In exchange, they receive a portion of the benefits. Currently, the risk is being shared by validators and nominators. Therefore, the new modifications would serve as a prerequisite for two additional staking upgrades.

Referendum 1890 – A catalyst for the network’s staking model?

The first prerequisite is “nominators becoming unslashable,” and the second is the “fast unbonding.”

Currently, even if the user does nothing wrong, they would still lose money if they had lent their DOT to a validator and they made a mistake. In this new system, the slashing risk would be directly borne by validators.

Instead of immediately burning the money of numerous small stakers, any validator that misbehaves or goes offline would first lose its own 10,000+ DOT bond. While their principal would be protected, nominators could still receive rewards.

Polkadot added,

Nominators can continue earning staking rewards without exposing their principal to slashing.

In the latter prerequisite, one had to wait 28 days to get their DOT back after unstaking it. That’s almost a month in which the user is unable to use, sell, or transfer the money.

Therefore, the staked DOT unbonding period would now be shortened from 28 days to 24 to 48 hours. Intriguingly, with all these changes, Polkadot would also be able to weed out bad actors and those who don’t put in much effort.

__SUPPLIED ENTRIES__.
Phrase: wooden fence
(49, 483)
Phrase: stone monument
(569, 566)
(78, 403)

__REQUESTS__.
**1.** According to the Polkadot staking excerpt above, why would nominators' principal be protected under the proposed changes? Answer in one to three sentences.
**2.** Write the next part of the Polkadot staking excerpt above, starting right after its last sentence.

__ANSWERS IN ORDER__.
**1.** Under the new system, validators would bear the slashing risk directly. A validator that misbehaves or goes offline would first lose its own bond of 10,000+ DOT, instead of the money of many small stakers being burned immediately.

**2.**
Polkadot market dynamics

These developments came on the heels of DOT’s price trading at $1.25 at press time. This could be a good sign because the altcoin recently recovered from a Hyperbridge exploit that caused DOT to lose a large share of its market capitalization.

Staking market cap for Blockchains
Source: Token Terminal

Here, it’s worth noting that in terms of staking market capitalization for L1s, Polkadot was ranked seventh with $1.1 billion. On the other hand, Ethereum [ETH] led with $82.1 billion.

This might be because staking market capitalization by chain revealed a decline in 2026, compared to 2025.

Staking market cap by chain
Source: Token Terminal

Final Summary

  • Polkadot OpenGov is geared up to vote for a major upgrade that is the prerequisite for the next major staking upgrade.
  • With the Referendum 1890 upgrade, more risks will be borne by validators and not nominators.